| BRIEF |
Tally the lines below that hold the string "handle", and report the tally by itself.

| MATERIAL SUPPLIED |
* * * *

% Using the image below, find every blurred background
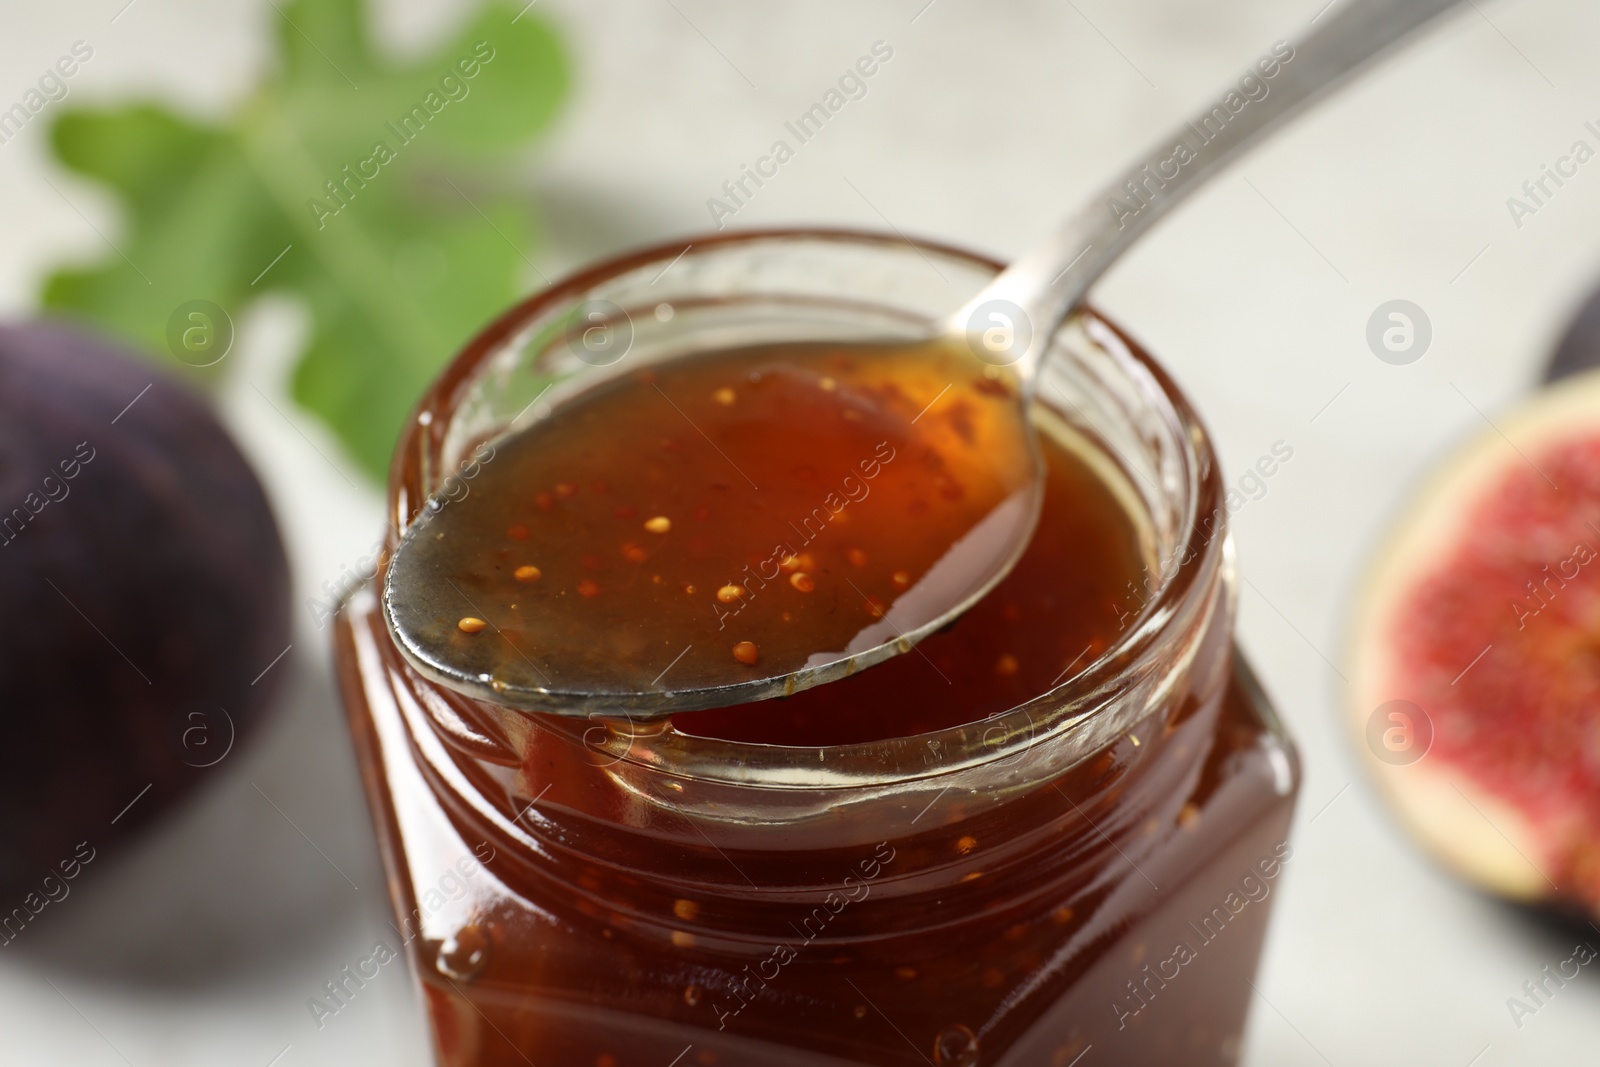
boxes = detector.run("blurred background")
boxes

* * * *

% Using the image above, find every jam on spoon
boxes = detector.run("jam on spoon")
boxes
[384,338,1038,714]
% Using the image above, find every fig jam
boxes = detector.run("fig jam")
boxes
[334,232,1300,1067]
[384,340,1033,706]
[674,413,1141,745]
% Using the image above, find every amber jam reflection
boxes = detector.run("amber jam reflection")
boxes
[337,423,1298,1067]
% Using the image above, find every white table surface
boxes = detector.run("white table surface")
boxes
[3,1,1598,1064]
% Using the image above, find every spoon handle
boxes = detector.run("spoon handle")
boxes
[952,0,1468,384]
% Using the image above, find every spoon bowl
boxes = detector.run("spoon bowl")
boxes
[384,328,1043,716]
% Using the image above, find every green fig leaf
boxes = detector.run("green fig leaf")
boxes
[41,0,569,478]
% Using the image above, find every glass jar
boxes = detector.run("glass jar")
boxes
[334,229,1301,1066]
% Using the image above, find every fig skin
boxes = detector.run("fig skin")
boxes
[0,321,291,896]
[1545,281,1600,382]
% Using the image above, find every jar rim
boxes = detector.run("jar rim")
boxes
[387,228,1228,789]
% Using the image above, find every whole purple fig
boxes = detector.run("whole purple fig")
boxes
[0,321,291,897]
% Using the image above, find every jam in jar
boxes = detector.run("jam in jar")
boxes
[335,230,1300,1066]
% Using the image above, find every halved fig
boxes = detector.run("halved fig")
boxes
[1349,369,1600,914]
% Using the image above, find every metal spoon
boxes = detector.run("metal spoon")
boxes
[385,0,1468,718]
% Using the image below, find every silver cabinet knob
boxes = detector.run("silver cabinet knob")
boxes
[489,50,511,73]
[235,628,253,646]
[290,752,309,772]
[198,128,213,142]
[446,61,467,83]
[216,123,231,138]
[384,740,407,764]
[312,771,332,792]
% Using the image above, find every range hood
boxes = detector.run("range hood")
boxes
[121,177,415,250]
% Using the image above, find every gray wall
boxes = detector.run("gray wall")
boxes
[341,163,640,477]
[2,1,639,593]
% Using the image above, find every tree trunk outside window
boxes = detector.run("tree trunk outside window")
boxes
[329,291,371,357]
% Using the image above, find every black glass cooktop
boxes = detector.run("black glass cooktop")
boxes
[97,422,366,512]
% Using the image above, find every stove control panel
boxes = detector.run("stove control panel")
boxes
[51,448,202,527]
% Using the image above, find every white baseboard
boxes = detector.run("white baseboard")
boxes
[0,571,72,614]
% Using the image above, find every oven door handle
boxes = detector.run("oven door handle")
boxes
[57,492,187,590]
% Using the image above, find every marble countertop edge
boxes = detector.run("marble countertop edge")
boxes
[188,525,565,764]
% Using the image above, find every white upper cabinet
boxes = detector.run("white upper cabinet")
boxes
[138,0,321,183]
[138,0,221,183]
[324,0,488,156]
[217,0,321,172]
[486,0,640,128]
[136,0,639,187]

* * * *

| RESPONSE |
4